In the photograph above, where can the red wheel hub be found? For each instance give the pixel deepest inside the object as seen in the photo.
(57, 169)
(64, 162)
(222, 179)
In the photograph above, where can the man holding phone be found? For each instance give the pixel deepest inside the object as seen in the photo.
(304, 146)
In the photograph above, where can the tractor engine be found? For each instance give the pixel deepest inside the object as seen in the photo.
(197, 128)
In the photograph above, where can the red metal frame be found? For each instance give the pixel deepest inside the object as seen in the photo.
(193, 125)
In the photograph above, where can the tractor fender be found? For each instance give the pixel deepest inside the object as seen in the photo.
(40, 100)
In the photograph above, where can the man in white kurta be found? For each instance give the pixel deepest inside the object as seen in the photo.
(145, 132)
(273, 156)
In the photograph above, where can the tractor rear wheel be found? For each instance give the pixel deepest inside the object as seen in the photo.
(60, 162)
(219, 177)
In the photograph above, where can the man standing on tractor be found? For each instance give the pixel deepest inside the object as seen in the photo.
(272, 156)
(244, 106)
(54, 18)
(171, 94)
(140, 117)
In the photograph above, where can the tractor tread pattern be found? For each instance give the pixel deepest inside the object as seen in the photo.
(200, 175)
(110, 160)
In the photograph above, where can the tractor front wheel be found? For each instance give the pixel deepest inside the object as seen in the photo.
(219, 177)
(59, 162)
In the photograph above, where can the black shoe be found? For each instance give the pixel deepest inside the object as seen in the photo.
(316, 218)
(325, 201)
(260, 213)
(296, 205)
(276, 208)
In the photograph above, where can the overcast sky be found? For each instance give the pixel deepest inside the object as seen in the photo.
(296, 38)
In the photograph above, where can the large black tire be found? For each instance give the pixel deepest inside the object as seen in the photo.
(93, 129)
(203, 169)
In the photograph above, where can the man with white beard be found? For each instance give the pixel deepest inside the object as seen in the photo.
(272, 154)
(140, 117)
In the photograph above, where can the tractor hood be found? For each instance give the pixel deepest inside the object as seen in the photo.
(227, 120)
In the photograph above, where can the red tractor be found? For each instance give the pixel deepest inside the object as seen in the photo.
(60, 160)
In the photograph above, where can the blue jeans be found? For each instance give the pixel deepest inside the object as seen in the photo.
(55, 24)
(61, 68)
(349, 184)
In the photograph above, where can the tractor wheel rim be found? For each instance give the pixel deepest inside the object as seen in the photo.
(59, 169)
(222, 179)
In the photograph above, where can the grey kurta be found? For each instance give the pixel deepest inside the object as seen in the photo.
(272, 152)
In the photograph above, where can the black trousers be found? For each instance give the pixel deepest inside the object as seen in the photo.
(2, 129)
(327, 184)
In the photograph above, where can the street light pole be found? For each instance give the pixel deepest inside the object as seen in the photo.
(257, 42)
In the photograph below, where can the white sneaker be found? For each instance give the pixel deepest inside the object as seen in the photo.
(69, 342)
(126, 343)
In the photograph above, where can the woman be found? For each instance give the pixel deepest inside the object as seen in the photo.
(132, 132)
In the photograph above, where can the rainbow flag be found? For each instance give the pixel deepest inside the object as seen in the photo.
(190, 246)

+++

• [Requirements] In the records above, return only the line that contains "In the photograph above, where can the man with" and every line after it through the last, exactly as they appear.

• [Written solution]
In the photograph above, where can the man with white beard be found? For each instance give the pixel deepest inside the object as seen in the photo.
(272, 154)
(140, 117)
In the photograph above, where can the tractor hood be found? For each instance give the pixel deepest inside the object as seen in the photo.
(227, 120)
In the photograph above, where can the red tractor be found? For each instance give the pixel deepest inside the object as seen in the photo.
(60, 160)
In the photograph above, where can the blue jeans be found? For each instance give the pixel deepest inside the object as seen in the photo.
(55, 24)
(61, 68)
(349, 184)
In the photograph above, where can the tractor wheel rim be found? For each instance give the pixel deepest inside the object as seen in the photo.
(59, 169)
(222, 179)
In the photograph above, where can the grey kurta be found? For each instance give the pixel deepest inside the object as seen in the photo.
(272, 152)
In the photograph above, where can the black trousers be found? For each instance give the pixel deepest inside the object as seen in the photo.
(2, 129)
(327, 184)
In the photograph above, where can the street light pole be found? For each instance give the pixel deepest inside the object as seen in the photo.
(257, 42)
In the photograph below, where can the white sneaker be found? For each instance give the pixel deepest inside the object as seen in the photo.
(69, 342)
(126, 343)
In the photograph above, where can the woman be found? For each instance give the pixel deepest inside the object as seen in the photo.
(132, 132)
In the photograph above, where can the rainbow flag be found? For each instance give the pixel deepest inside the object as seen in the photo.
(190, 246)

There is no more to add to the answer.